Prompt. Transcribe the material in full. Nothing should differ except that the pictures are left out.

(Point labeling examples)
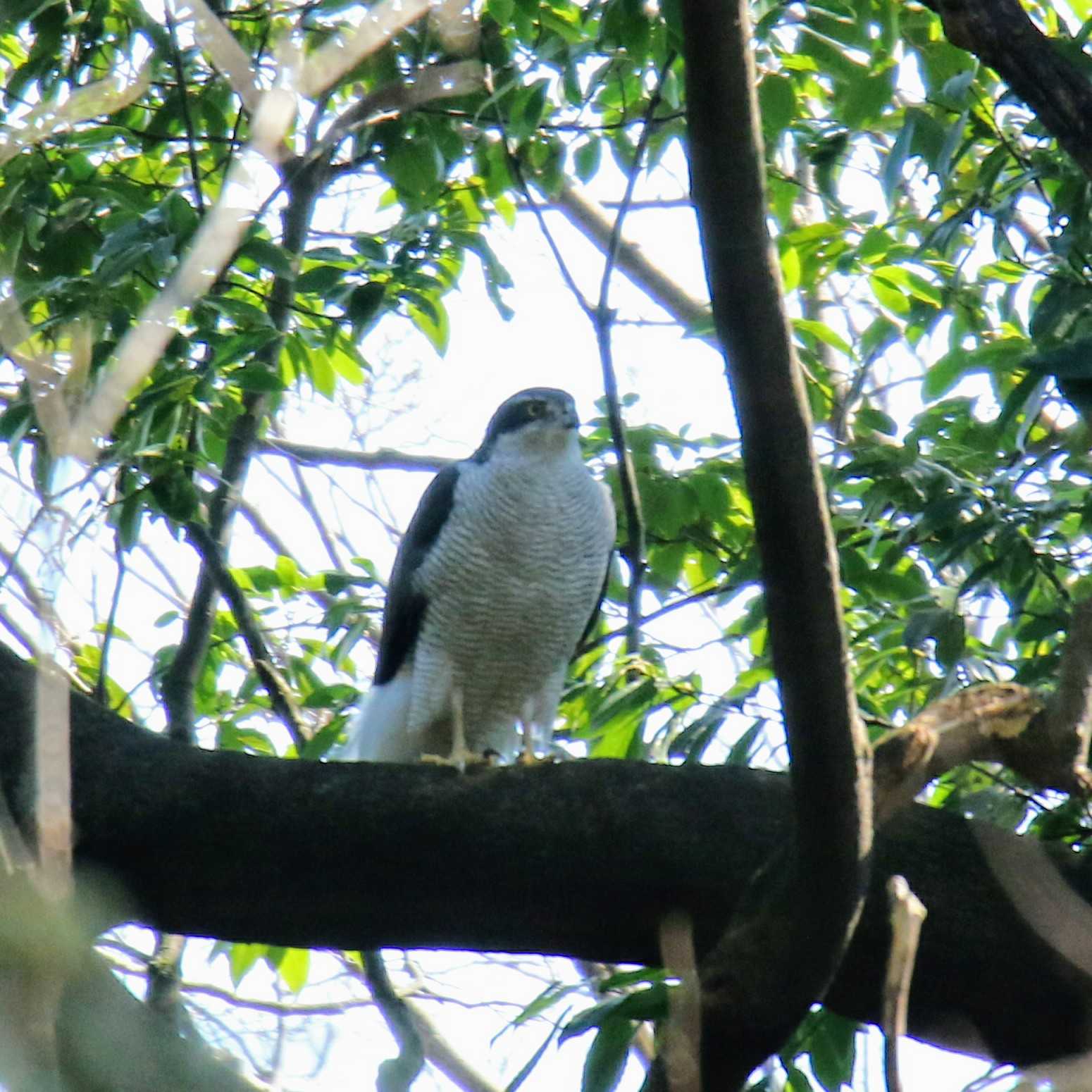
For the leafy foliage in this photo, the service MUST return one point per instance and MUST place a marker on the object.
(934, 244)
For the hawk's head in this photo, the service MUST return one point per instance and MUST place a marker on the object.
(538, 419)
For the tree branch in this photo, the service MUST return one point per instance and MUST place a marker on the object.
(279, 691)
(778, 960)
(548, 860)
(588, 218)
(1002, 35)
(385, 459)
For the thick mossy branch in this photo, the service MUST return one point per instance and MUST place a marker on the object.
(778, 958)
(1002, 35)
(582, 859)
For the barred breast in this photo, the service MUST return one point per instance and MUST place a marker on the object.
(511, 583)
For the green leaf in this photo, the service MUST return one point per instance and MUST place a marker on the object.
(432, 321)
(321, 280)
(257, 377)
(587, 159)
(242, 958)
(268, 256)
(607, 1060)
(776, 99)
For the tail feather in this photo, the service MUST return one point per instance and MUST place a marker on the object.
(378, 733)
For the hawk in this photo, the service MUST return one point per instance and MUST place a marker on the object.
(500, 575)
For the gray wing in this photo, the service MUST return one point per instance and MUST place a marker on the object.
(405, 604)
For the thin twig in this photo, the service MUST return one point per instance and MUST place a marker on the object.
(385, 459)
(603, 318)
(907, 913)
(111, 619)
(176, 61)
(275, 686)
(395, 1074)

Exercise response.
For the leafy foliage in this photo, the service MUST return one point per instance and MUST place a marker on the object.
(934, 244)
For the hawk's head in this photo, the service MUST return one point per instance and MUST place a marker on the object.
(538, 419)
For the tree branch in this photo, the service MUST return one point per instance and MUST place a marker on the object.
(279, 691)
(778, 960)
(548, 860)
(588, 218)
(1002, 35)
(385, 459)
For the thick mossy branch in this photo, the service MUST return one point per instance and MUST place a marker on the object.
(778, 958)
(1002, 35)
(582, 859)
For the barred breast in this photo, the service MUST return one point per instance and MUST place a marker on the object.
(511, 583)
For the green leaf in this photo, the service MUST return one point per instance and MUST place a marker on the object.
(432, 321)
(321, 280)
(257, 377)
(587, 159)
(242, 958)
(268, 256)
(607, 1060)
(776, 99)
For the tail feather in this photo, the service MUST return one point per instance and MUST place a marker on the object.
(378, 733)
For the hawk in this photo, the service MUST return one point per instance and MUST place a marker on the object.
(500, 575)
For the gray wing in this photo, the service MUST return one point per instance and MUST place a marker on the object.
(405, 604)
For the thin twig in this photo, the service MUST return one point per instance and MUST place a marker on the object.
(385, 459)
(603, 318)
(907, 913)
(111, 619)
(176, 61)
(275, 686)
(395, 1074)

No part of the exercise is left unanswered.